=== SUPPLIED TEXT ===
Scientists from the University of Tennessee at Chattanooga will lead a team to create and test smarter intersections, where drivers will spend less time idling at red lights, and cars will know what speed to drive to clear every green light.
"This project is a huge opportunity for us," said Mina Sartipi, director and principal investigator at the university's Center for Urban Informatics and Progress.
The Department of Energy awarded a $1.89 million grant to the collaboration with the University of Pittsburgh, Georgia Tech, Oak Ridge National Laboratory and the city of Chattanooga. The grant was one of just three awarded in this category in the nation, and the work could lead to less fuel consumption and safer roads, Sartipi said.
"This is the largest grant we have gotten," said Sartipi, who has led the Center for Urban Informatics and Progress since it launched two years ago. "Our existing infrastructure, the MLK Smart Corridor, will be the cornerstone for this work, as it gives us a precedent for applied research — research with a real-world nuance."
The existing Smart City 'test bed' along M.L. King Boulevard records everything that happens, from cars passing through intersections to pedestrian and cyclist patterns. The road is a rich source of data, and a good foundation for future work, Sartipi said.
The Smart City work is led through the center at UTC, but also involves the city of Chattanooga, Hamilton County, CO.LAB, the Enterprise Center, EPB and Erlanger Health System. EPB in particular had a role in making Chattanooga a site for this cutting-edge research, as the city's high-speed internet infrastructure allows the center to process massive quantities of data.
This new work funded by the Department of Energy reflects the growing importance of connected and autonomous cars in increasing safety and reducing emissions, said Osama Osman, assistant professor in UTC's Department of Civil and Chemical Engineering, who will also work on the project.
=== DATA FOR ANALYSIS ===
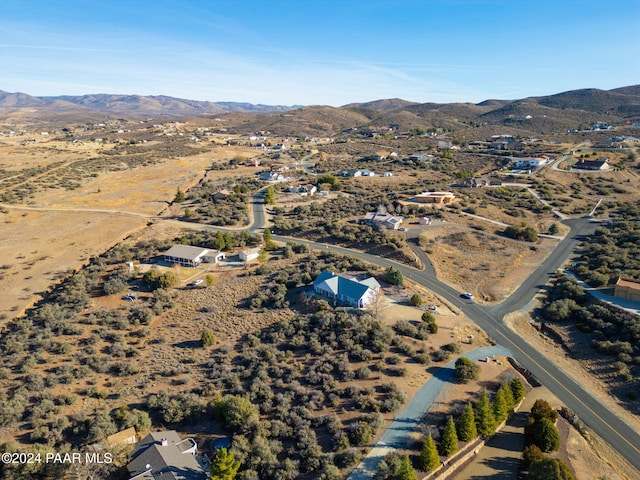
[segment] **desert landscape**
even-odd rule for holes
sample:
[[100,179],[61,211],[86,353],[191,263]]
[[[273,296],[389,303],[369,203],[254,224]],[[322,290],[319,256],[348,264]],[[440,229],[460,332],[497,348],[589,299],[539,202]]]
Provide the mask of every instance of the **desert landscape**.
[[[406,108],[398,105],[395,114]],[[209,458],[215,441],[228,439],[245,472],[238,478],[254,472],[275,478],[278,469],[290,478],[358,478],[369,450],[451,359],[495,345],[470,308],[507,303],[571,234],[563,220],[579,219],[596,204],[603,226],[592,230],[632,225],[628,219],[635,218],[628,207],[637,201],[633,143],[606,150],[612,167],[605,171],[567,164],[569,157],[600,156],[598,145],[611,133],[583,131],[561,143],[556,133],[505,155],[482,139],[515,133],[509,125],[481,132],[440,127],[423,135],[407,124],[393,127],[393,135],[364,135],[391,127],[387,111],[373,107],[363,116],[363,109],[57,125],[35,124],[33,111],[5,114],[0,443],[24,451],[89,448],[126,428],[142,436],[170,427],[196,439]],[[422,121],[426,131],[434,120]],[[569,117],[562,121],[572,125]],[[345,133],[347,125],[355,130]],[[442,146],[450,137],[458,148]],[[534,157],[548,160],[526,173],[513,167],[518,158]],[[469,186],[469,179],[487,185]],[[455,201],[412,201],[425,191],[451,191]],[[400,222],[385,228],[367,220],[371,212]],[[606,233],[595,235],[585,243],[600,245]],[[173,245],[221,251],[225,258],[195,267],[167,262],[163,254]],[[594,278],[606,272],[603,287],[612,289],[616,271],[587,262],[585,248],[563,265],[584,264]],[[262,251],[243,260],[248,249]],[[425,286],[420,275],[429,269],[429,278],[451,290]],[[380,297],[362,309],[327,300],[314,290],[324,271],[372,276],[382,285]],[[398,281],[394,271],[404,278],[401,273]],[[468,302],[461,303],[463,292]],[[604,370],[609,353],[588,353],[587,333],[567,355],[562,345],[579,341],[573,324],[554,326],[566,336],[562,342],[540,325],[557,300],[551,292],[540,286],[535,305],[505,324],[639,428],[632,396],[636,347],[616,353],[623,364],[617,375]],[[504,356],[473,364],[474,377],[447,383],[395,451],[422,476],[428,475],[420,460],[426,435],[442,442],[447,419],[483,392],[493,401],[504,382],[518,379],[529,391],[526,408],[537,395],[554,409],[566,407]],[[242,408],[249,423],[227,416],[234,402],[248,402]],[[504,428],[524,448],[522,425],[508,421]],[[561,447],[553,458],[576,478],[589,472],[637,477],[593,430],[579,431],[563,417],[557,428]],[[471,448],[467,443],[462,450]],[[487,458],[518,465],[501,472],[504,478],[523,471],[521,450],[489,443],[482,452],[450,478],[475,478],[468,472],[478,462],[486,467]],[[385,458],[391,465],[385,468],[393,470],[400,456]],[[128,461],[125,451],[100,475],[117,478]],[[17,470],[3,474],[20,478]],[[395,478],[388,475],[380,478]]]

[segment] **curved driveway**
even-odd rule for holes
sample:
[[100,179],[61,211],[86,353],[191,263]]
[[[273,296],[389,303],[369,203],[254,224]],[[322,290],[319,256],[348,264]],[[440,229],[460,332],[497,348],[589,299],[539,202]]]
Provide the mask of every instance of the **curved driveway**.
[[[253,223],[244,229],[226,229],[210,225],[180,222],[185,227],[203,230],[249,230],[259,233],[265,224],[264,193],[261,189],[254,196],[252,202]],[[157,220],[171,221],[156,217]],[[406,277],[432,290],[437,295],[447,299],[460,308],[464,314],[482,328],[494,341],[511,352],[511,357],[533,373],[556,397],[571,408],[596,434],[607,441],[623,457],[625,457],[638,471],[640,471],[640,433],[627,422],[601,405],[582,385],[576,382],[570,372],[564,372],[551,362],[544,354],[531,347],[525,338],[521,337],[505,326],[503,318],[506,314],[517,310],[528,310],[534,296],[544,288],[548,280],[569,258],[573,250],[584,239],[586,234],[593,232],[595,224],[588,219],[564,220],[563,223],[571,228],[571,232],[545,259],[520,287],[504,302],[497,305],[481,306],[471,300],[463,300],[459,293],[435,278],[432,268],[417,270],[386,258],[377,257],[347,248],[326,245],[297,238],[273,236],[277,241],[295,241],[306,244],[314,249],[331,249],[334,252],[360,258],[383,268],[394,266]],[[426,263],[426,265],[429,265]]]

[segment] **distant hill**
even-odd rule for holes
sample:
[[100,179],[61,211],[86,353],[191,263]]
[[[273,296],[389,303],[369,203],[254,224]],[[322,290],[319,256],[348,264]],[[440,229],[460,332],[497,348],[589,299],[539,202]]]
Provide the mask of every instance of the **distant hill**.
[[140,117],[207,117],[225,115],[227,126],[238,132],[265,130],[280,135],[311,137],[348,132],[406,132],[414,128],[508,128],[522,135],[562,132],[600,120],[624,123],[640,120],[640,85],[599,90],[572,90],[518,100],[489,99],[473,103],[415,103],[400,98],[322,105],[253,105],[205,102],[142,95],[94,94],[34,97],[0,91],[0,117],[24,115],[50,120],[71,115]]
[[78,111],[121,116],[200,116],[226,112],[273,113],[296,106],[253,105],[239,102],[206,102],[164,95],[93,94],[57,97],[34,97],[25,93],[0,90],[0,109],[36,108],[57,112]]

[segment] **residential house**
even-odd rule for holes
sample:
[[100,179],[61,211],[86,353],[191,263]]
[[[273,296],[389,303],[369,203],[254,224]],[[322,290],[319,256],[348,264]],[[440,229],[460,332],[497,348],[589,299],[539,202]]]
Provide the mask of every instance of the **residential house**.
[[453,203],[456,196],[451,192],[422,192],[411,197],[409,200],[417,203],[435,203],[448,205]]
[[242,260],[243,262],[250,262],[252,260],[255,260],[260,256],[260,250],[260,247],[243,250],[239,255],[240,260]]
[[340,170],[338,172],[339,177],[360,177],[362,176],[362,170],[357,168],[348,168],[345,170]]
[[397,230],[404,219],[386,212],[369,212],[362,219],[362,223],[371,225],[378,230]]
[[151,432],[144,437],[127,464],[130,480],[205,480],[207,473],[196,459],[198,444],[182,440],[173,430]]
[[106,438],[105,444],[107,448],[113,448],[124,445],[135,445],[137,441],[138,436],[136,434],[136,429],[134,427],[129,427],[121,432],[109,435]]
[[453,142],[449,138],[438,139],[438,150],[451,150],[453,148]]
[[325,270],[313,282],[313,290],[340,303],[366,308],[375,302],[380,284],[373,277],[355,280]]
[[208,248],[193,247],[191,245],[174,245],[162,254],[164,261],[170,264],[180,264],[187,267],[197,267],[202,262],[217,263],[224,260],[224,253]]
[[618,278],[613,295],[618,298],[640,302],[640,282]]
[[581,158],[575,163],[573,168],[579,170],[609,170],[611,165],[609,165],[608,161],[608,157],[602,157],[597,160],[585,160]]

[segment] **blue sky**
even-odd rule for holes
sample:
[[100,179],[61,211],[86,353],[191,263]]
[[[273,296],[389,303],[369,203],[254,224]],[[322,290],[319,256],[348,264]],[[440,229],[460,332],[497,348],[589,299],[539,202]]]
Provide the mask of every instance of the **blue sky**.
[[339,106],[640,83],[639,0],[3,0],[0,90]]

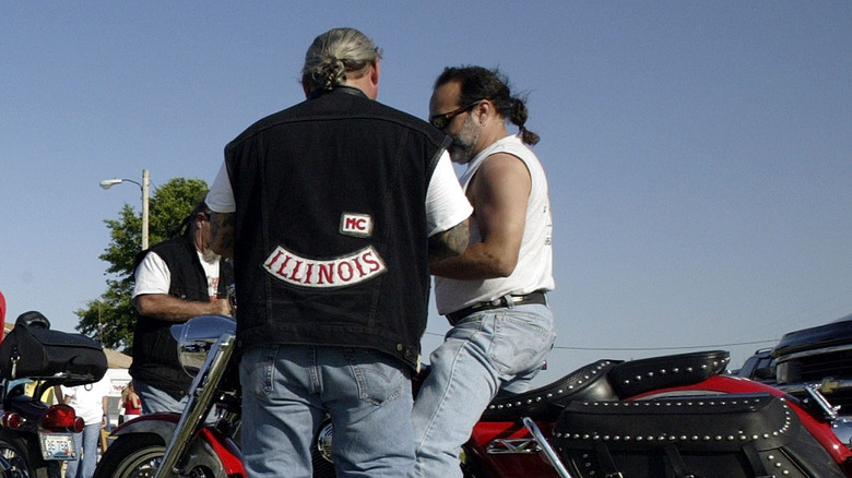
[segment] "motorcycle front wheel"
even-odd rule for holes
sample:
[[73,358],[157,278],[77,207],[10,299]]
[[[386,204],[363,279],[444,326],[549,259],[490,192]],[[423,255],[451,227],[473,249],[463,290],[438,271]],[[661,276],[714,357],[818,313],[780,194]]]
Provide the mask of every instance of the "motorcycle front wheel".
[[[133,433],[119,437],[109,445],[95,469],[94,478],[153,478],[159,468],[166,445],[156,434]],[[206,456],[196,456],[180,475],[187,478],[222,478],[222,464]]]
[[21,439],[5,434],[0,435],[0,458],[3,459],[3,477],[29,478],[36,476],[29,466],[29,452],[26,443]]

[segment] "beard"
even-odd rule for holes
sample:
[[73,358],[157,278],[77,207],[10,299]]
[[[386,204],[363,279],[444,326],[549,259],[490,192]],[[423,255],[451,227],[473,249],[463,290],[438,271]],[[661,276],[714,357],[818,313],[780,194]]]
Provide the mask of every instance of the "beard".
[[450,143],[449,147],[450,159],[460,165],[470,163],[473,159],[473,150],[478,141],[480,128],[473,120],[473,116],[469,115],[464,123],[462,123],[461,131],[452,136],[452,143]]
[[216,263],[220,259],[222,259],[222,255],[213,252],[213,250],[210,248],[204,249],[204,252],[201,253],[201,256],[208,264]]

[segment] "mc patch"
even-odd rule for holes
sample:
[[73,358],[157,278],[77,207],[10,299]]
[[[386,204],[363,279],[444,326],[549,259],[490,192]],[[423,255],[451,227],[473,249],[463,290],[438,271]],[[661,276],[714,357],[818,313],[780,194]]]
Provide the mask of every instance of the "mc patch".
[[346,236],[372,236],[372,217],[369,214],[343,213],[340,216],[340,234]]

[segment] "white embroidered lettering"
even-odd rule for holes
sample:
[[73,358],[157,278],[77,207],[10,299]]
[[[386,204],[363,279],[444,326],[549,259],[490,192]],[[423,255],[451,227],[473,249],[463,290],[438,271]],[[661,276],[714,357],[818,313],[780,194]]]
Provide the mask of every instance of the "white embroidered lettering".
[[277,247],[264,261],[263,270],[288,284],[330,288],[369,280],[383,273],[387,266],[372,246],[351,255],[327,261],[301,258]]

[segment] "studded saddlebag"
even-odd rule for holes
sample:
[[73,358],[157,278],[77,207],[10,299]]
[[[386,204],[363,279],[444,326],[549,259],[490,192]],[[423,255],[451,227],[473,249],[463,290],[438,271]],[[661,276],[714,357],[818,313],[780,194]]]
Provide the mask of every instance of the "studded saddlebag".
[[0,343],[2,379],[45,379],[73,386],[97,382],[106,371],[103,348],[82,334],[17,324]]
[[843,477],[786,402],[768,394],[575,402],[554,444],[582,478]]

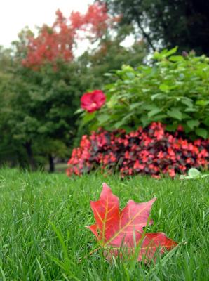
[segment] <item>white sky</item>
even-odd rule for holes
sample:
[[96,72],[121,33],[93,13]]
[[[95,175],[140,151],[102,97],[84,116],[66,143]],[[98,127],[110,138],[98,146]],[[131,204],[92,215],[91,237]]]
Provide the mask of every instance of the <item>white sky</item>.
[[0,45],[9,47],[20,31],[28,26],[32,31],[43,23],[50,25],[59,8],[65,16],[72,11],[84,13],[93,0],[0,0]]

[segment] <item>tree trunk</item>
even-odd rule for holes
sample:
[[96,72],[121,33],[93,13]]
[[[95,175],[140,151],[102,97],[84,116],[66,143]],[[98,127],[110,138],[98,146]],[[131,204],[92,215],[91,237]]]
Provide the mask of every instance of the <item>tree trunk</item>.
[[55,164],[54,159],[51,154],[48,155],[48,164],[49,164],[49,170],[50,173],[53,173],[55,171]]
[[34,158],[34,154],[32,148],[32,142],[27,141],[25,143],[25,148],[26,149],[27,157],[28,157],[28,162],[30,166],[32,171],[34,171],[36,168],[36,162]]

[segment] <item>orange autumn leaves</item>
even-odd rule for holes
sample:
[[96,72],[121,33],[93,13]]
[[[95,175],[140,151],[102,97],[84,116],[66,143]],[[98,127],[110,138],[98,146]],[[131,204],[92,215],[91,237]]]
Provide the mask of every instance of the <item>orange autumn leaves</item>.
[[[144,259],[147,262],[154,259],[156,251],[162,254],[177,245],[163,233],[144,232],[149,221],[150,209],[156,200],[153,198],[143,203],[129,200],[121,211],[119,198],[106,183],[103,183],[100,200],[90,202],[95,223],[87,228],[93,233],[105,250],[107,259],[119,253],[121,255],[121,250],[133,255],[139,248],[137,249],[137,260],[140,261]],[[152,223],[149,221],[148,223],[151,225]]]

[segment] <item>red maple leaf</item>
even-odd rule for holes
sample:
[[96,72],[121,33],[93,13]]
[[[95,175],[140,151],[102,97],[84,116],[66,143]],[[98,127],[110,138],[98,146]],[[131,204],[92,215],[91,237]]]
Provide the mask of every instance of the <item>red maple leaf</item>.
[[[157,251],[163,254],[177,245],[163,233],[148,233],[143,230],[156,200],[153,198],[143,203],[129,200],[121,211],[119,198],[106,183],[103,183],[100,200],[90,202],[95,223],[87,228],[104,249],[106,258],[109,259],[112,255],[117,256],[121,249],[133,254],[136,246],[139,245],[137,259],[144,259],[147,262],[154,258]],[[152,223],[152,221],[149,221],[149,225]]]

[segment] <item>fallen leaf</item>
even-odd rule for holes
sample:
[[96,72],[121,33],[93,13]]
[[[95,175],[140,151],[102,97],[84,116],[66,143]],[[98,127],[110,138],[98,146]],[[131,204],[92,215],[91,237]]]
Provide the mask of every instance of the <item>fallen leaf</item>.
[[128,256],[137,251],[137,260],[144,259],[147,262],[154,257],[157,251],[162,254],[177,245],[163,233],[144,232],[147,224],[153,223],[151,220],[149,221],[149,216],[156,200],[156,198],[153,198],[143,203],[129,200],[121,211],[119,198],[103,183],[100,200],[90,202],[95,223],[87,228],[96,236],[107,259],[119,253],[121,255],[123,249]]

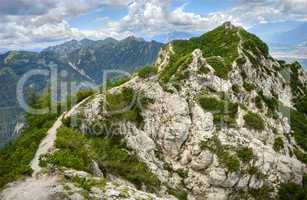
===
ASSIGNMENT —
Return the part of the smart-intersections article starting with "Scientists from the" and going on through "every green light.", copied word for word.

TASK ANSWER —
Scientists from the University of Tennessee at Chattanooga will lead a team to create and test smarter intersections, where drivers will spend less time idling at red lights, and cars will know what speed to drive to clear every green light.